↓↓↓

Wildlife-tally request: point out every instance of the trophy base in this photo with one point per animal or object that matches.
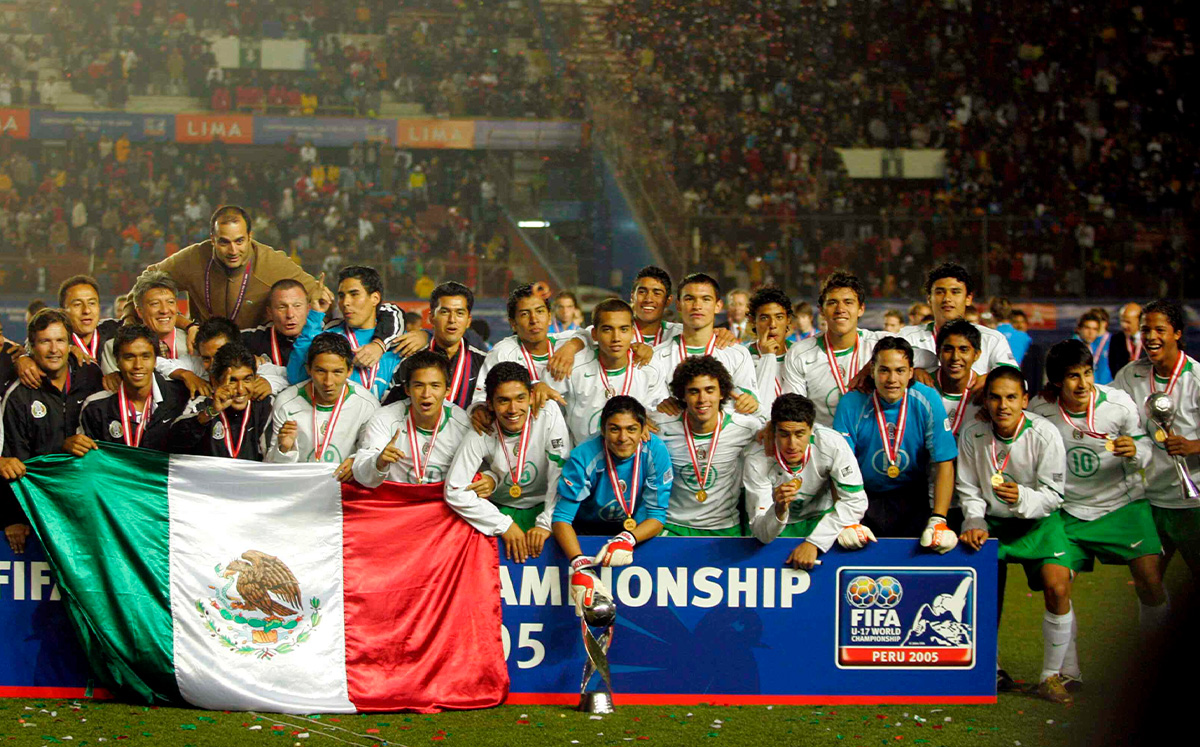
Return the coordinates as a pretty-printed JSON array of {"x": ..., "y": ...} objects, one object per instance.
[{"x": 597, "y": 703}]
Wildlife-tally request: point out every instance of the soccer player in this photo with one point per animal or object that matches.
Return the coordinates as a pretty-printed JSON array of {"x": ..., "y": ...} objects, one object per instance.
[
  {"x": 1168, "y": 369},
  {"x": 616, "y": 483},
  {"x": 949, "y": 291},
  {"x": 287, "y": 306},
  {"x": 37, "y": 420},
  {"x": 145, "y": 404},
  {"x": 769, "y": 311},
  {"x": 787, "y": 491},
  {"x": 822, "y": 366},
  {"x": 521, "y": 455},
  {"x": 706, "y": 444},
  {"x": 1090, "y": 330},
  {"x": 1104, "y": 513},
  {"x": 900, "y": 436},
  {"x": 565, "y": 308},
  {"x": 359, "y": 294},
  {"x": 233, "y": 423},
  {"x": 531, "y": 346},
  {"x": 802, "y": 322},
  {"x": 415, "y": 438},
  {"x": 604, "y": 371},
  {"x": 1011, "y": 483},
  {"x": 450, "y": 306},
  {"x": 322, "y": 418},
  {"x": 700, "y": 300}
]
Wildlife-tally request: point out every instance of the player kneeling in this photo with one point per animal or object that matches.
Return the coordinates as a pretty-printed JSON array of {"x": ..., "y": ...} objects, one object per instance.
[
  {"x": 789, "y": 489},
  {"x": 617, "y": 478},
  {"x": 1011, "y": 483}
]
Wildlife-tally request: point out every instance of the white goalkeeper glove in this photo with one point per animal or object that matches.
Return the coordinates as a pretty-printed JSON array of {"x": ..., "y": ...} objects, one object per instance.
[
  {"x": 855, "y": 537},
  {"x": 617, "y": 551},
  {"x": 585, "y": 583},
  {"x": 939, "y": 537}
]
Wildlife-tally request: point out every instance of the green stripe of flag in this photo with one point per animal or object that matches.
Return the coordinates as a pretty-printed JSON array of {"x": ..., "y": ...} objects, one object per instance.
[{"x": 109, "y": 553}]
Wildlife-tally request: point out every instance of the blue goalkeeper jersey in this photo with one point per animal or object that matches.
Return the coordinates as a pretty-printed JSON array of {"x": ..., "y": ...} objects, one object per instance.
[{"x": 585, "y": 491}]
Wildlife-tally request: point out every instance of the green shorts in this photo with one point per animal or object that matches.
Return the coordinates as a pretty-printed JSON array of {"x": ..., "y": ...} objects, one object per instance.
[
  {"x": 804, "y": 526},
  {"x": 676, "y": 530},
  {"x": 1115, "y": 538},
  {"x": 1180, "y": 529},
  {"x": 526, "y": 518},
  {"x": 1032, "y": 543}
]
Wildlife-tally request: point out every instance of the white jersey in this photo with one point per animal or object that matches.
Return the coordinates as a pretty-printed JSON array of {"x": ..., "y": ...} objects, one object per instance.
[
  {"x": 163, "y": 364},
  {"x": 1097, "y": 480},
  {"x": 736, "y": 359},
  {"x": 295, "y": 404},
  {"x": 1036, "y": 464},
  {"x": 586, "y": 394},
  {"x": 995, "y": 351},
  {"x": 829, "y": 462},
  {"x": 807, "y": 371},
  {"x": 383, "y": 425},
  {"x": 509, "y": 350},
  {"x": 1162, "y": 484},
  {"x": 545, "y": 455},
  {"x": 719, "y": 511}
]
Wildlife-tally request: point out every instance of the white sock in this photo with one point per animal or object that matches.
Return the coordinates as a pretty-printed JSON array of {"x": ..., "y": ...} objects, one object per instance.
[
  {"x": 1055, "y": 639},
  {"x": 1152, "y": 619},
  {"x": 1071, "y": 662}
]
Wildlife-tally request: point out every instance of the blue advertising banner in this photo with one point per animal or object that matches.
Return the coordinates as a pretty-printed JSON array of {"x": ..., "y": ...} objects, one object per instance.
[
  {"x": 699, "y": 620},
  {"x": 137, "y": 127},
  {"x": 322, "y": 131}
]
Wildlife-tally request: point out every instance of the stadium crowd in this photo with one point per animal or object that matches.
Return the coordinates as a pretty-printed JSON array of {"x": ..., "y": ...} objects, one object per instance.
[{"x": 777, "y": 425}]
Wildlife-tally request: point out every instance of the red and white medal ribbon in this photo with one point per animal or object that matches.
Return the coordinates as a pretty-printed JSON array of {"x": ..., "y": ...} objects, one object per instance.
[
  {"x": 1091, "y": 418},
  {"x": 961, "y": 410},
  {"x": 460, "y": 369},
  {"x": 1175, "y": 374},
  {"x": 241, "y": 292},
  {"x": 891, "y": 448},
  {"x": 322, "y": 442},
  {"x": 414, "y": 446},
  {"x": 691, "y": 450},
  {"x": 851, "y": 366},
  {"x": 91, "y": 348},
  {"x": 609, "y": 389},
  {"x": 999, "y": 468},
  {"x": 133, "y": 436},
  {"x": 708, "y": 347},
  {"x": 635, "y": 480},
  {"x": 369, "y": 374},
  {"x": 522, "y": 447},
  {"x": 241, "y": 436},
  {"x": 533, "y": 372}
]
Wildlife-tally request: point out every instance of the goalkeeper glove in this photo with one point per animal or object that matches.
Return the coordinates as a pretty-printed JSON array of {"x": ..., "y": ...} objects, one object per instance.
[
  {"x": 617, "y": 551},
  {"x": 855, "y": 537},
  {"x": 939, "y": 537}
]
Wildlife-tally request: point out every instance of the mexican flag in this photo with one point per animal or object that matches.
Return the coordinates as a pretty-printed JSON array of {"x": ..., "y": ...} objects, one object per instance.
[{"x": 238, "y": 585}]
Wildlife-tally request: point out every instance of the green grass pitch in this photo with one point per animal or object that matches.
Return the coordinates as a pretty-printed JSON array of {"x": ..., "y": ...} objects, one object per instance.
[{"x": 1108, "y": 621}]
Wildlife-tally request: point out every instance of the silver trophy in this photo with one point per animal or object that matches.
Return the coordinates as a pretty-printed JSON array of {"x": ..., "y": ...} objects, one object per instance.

↑↑↑

YOUR GOAL:
Scan the listing above. Collect all lines with the word "glove".

RESULT FOR THIS TASK:
Wildlife-tally request: point out every instance of the white goalkeeper glove in this photo with one point per animal or object that matches.
Wildlife-tally request: point out every instance of the goalkeeper glove in this photo with one point per animal or object that matches.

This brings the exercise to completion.